> Предложенный отрывок

В эту вторую Комиссию Святейший правительствующий Синод назначил архимандрита Сергиевой Пустыни Игнатия старшим депутатом с духовной стороны. Прибыв в Устюжну 15 июля, он застал Комиссию уже закончившею порученное ей дело и, не согласясь с положениями ее заключительного журнала, выразил в особом мнении, «что общий план действий Комиссии, в котором исследованию по доносу священника Ивановского дано второе место, — он, на основании мнения Святейшего Синода, — признает неправильным; обвинение Комиссиею старшего священника магистра Никитина в прикосновенности к делу — признает чуждым всякого законного основания; самое обвинение священника Ивановского в возмущении крестьян Страхова, — признает голословным, и средства, которыми Комиссия приводилась к такому обвинению, недостаточными, лишенными юридического достоинства, — следовательно, неправильными и незаконными».
Если первый взгляд на дело побудил депутата, не имевшего еще под рукою важной части производства (которая была уже отослана в Санкт-Петербург), столь резко выразить решительное несогласие свое с Комиссиею, то внимательное обозрение всех подробностей доставленного ему впоследствии делопроизводства убедило его, что выражение им несогласия его далеко не соответствовало в своей силе чрезвычайному несогласию с законом и истиною как общего характера, так и частностей этого второго исследования, вполне на первом основанного.
Подробная, хотя по возможности сжатая Записка, старшим депутатом представленная, останавливаясь на каждом, кроме самых мелочных действий обеих Комиссий, и фактами выясняя их разум, а следовательно и сообразность их с требованием законов и обстоятельств, излагает с достаточною, для безошибочной оценки, полнотою общность и частности как первого исследования, так и «переследования», по Высочайшей воле произведенного.
Здесь же приводятся главные, так сказать, узлы этого замечательного во всех отношениях дела, по коим в упомянутой выше Записке, а за нею и в самом делопроизводстве, с удобностью распутывается сбивчивая сеть, сплетенная сперва исследованием, в котором Высшее Правительство признало «упущения и неправильности», а потом переследованием, которое вместо ревизии, указания, пополнения упущений тех и возмещения и исправления тех неправильностей, — то есть вместо предписанного 4переследования», как разумеет его закон, — вовлеклась в ту же черту действий, совершая их с уклонениями еще более важными, так как и обязанность, на нее возложенная Высочайшею волею, была гораздо важнее.

> Список строк
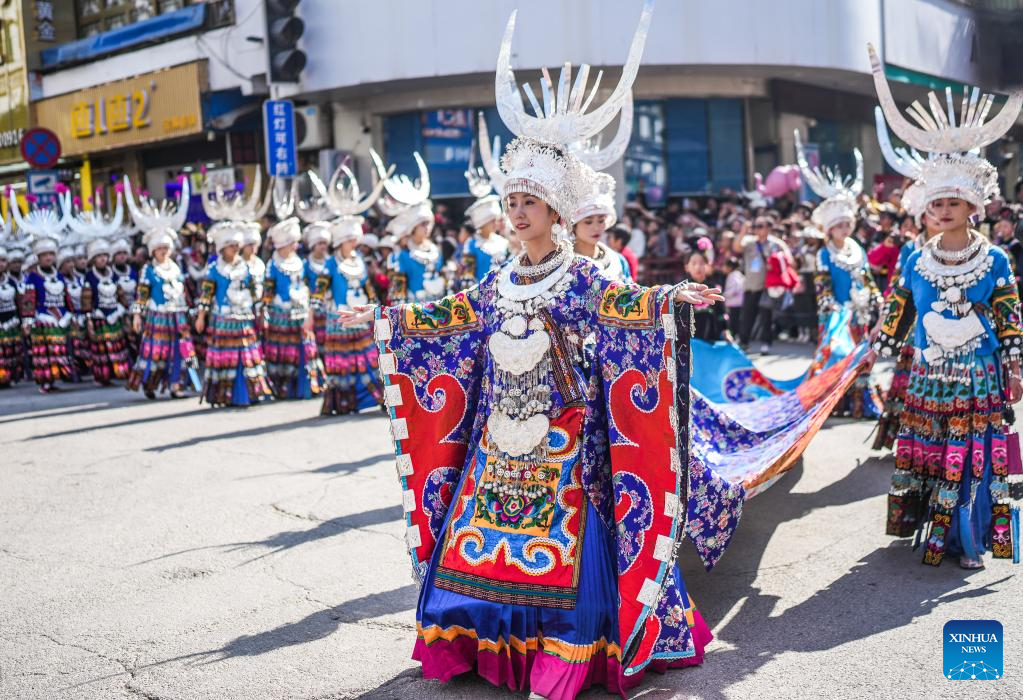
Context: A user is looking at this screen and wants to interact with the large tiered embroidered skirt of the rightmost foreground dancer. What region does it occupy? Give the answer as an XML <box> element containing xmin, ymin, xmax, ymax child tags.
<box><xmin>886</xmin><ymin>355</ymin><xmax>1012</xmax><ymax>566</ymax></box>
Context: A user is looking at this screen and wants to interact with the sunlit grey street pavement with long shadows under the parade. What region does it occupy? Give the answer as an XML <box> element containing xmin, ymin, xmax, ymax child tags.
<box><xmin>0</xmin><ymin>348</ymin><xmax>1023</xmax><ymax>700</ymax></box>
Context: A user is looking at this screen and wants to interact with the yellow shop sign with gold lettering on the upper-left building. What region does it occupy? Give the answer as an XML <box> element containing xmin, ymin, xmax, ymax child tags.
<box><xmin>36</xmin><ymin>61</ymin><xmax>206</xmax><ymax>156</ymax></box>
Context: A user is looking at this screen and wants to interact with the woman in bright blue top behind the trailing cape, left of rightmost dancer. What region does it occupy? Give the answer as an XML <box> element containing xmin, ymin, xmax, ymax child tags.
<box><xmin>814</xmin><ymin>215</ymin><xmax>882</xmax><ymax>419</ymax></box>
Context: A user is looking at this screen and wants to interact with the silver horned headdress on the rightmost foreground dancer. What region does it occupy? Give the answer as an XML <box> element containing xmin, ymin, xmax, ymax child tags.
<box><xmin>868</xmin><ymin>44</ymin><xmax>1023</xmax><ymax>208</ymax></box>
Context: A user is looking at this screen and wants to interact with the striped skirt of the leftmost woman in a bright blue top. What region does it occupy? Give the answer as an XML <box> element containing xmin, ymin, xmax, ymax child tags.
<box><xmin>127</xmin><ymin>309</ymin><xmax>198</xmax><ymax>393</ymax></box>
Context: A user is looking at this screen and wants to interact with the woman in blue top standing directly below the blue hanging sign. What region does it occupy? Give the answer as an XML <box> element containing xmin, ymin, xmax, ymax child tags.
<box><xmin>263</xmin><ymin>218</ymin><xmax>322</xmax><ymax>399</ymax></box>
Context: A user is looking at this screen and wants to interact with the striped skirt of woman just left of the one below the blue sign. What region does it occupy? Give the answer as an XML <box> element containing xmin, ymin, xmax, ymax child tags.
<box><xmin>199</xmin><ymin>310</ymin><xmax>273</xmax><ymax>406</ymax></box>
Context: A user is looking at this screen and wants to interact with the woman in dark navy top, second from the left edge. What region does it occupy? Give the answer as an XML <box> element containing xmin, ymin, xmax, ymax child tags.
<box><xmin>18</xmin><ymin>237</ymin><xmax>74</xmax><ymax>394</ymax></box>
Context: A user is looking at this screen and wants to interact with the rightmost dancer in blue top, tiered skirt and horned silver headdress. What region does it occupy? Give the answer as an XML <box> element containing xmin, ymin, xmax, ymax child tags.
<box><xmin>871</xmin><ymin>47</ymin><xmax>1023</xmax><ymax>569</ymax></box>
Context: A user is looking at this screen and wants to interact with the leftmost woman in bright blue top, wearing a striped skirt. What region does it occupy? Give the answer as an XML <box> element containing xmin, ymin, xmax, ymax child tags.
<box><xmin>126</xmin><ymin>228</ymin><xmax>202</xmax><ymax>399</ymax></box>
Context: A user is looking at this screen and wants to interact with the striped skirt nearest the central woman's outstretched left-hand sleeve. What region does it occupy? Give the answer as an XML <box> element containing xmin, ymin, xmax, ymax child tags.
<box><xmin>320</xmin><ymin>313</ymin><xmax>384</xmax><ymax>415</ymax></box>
...
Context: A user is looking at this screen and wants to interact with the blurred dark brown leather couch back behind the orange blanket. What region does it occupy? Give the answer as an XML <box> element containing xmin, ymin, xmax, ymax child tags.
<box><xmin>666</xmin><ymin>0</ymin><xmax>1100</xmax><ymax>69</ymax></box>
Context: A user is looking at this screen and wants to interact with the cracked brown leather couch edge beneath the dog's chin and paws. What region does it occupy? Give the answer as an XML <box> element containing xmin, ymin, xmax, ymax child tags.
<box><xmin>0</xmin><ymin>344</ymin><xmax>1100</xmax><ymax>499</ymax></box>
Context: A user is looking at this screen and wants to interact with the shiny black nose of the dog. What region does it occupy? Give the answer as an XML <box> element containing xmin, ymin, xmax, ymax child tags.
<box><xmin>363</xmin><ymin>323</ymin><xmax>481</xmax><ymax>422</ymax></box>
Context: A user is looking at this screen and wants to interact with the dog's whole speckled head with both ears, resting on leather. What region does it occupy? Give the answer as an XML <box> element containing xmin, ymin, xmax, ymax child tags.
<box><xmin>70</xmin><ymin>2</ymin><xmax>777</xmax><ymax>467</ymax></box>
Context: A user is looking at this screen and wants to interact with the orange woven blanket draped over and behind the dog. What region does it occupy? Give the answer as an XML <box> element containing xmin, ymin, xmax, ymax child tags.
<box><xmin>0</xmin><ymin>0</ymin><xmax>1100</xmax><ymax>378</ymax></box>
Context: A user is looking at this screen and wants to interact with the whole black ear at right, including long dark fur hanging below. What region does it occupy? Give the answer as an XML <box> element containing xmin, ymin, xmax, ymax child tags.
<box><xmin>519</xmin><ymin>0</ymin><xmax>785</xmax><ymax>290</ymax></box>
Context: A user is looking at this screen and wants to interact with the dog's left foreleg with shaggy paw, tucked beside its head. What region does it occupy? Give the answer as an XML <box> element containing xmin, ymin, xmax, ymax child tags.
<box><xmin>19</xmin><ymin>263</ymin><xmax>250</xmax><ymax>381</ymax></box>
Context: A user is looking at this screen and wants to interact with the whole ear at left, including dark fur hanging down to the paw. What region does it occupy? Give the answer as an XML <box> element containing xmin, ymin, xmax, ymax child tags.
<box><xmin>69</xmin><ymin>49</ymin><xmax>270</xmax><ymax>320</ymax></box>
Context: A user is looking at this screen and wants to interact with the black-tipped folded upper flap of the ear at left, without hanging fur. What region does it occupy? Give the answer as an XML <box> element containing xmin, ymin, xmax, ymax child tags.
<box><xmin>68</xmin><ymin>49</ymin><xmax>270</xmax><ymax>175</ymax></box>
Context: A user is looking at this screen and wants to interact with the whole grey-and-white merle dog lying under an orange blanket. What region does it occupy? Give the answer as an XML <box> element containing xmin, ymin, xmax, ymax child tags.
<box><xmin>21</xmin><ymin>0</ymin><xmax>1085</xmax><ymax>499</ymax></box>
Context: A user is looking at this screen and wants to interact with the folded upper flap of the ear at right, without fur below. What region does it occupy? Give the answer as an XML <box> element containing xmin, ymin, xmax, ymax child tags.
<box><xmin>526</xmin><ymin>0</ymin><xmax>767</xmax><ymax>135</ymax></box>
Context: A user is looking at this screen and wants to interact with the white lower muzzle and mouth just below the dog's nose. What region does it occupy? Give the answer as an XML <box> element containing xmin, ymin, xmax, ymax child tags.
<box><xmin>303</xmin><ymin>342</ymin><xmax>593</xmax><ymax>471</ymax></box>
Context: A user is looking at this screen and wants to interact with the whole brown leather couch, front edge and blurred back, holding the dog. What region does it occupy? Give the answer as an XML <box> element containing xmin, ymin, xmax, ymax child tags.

> Условие задания
Выпишите все географические названия из отрывка о переследовании дела священника Ивановского, приведя их в начальной форме. Строки — отдельный материал, с отрывком они не связаны.

> Решение задания
Сергиева Пустынь, Устюжна, Санкт-Петербург